**Exercise description**
Every line from the one with "of the shrub." to the end of the data needs to be copied exactly, and no line before it.

**Exercise input**
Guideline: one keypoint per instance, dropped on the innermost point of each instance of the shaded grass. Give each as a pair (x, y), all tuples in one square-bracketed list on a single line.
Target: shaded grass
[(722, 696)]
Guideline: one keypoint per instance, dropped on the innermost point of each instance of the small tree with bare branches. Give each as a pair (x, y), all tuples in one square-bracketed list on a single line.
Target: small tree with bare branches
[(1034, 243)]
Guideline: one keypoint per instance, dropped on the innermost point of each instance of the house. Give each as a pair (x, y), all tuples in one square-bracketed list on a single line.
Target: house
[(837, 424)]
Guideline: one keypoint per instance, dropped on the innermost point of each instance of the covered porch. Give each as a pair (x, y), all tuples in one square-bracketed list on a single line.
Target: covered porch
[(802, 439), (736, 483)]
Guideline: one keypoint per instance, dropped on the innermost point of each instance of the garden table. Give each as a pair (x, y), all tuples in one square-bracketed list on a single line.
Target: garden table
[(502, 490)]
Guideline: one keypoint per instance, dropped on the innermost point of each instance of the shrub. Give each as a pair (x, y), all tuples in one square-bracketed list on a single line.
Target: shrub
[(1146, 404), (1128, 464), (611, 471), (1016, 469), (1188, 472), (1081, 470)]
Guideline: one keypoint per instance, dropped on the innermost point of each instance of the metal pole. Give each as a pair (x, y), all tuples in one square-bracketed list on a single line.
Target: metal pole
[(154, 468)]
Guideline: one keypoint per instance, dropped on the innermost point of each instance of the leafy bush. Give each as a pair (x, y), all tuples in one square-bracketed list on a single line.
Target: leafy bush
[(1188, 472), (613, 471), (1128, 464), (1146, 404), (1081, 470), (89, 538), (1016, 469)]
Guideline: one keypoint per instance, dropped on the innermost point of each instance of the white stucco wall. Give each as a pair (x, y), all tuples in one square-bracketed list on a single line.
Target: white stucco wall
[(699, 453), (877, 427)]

**Solution to this problem**
Guideline: one keypoint per instance, dropped on the innermost point of each instance of the shrub. Give each as a pair (x, y), all tuples in one square-bracketed list on a single line.
Target: shrub
[(1146, 404), (1128, 464), (611, 471), (1016, 469), (1188, 472), (1081, 470)]
Guideline: one keypoint per instance, dropped on the innermost point of each instance of the metal pole. Give each as a pair (x, y), all tuples in one square-bracketed list on a single line.
Target: metal pole
[(154, 468)]
Guideline: one keypoint per instance, dropped on the innermost point of each instance of the leafy bush. Give each as a pair (x, y), all tuples in one square-bracketed list on a single line.
Target: leafy bush
[(1188, 472), (613, 471), (1128, 464), (1146, 404), (1081, 470), (89, 538), (1016, 469)]
Guideline: one keypoint per instance, dropped on the innermost point of each instance of the white stucco wall. Give each as a pair (x, y), all tuples in one square-bracketed list on a single line.
Target: white stucco wall
[(699, 453), (877, 427)]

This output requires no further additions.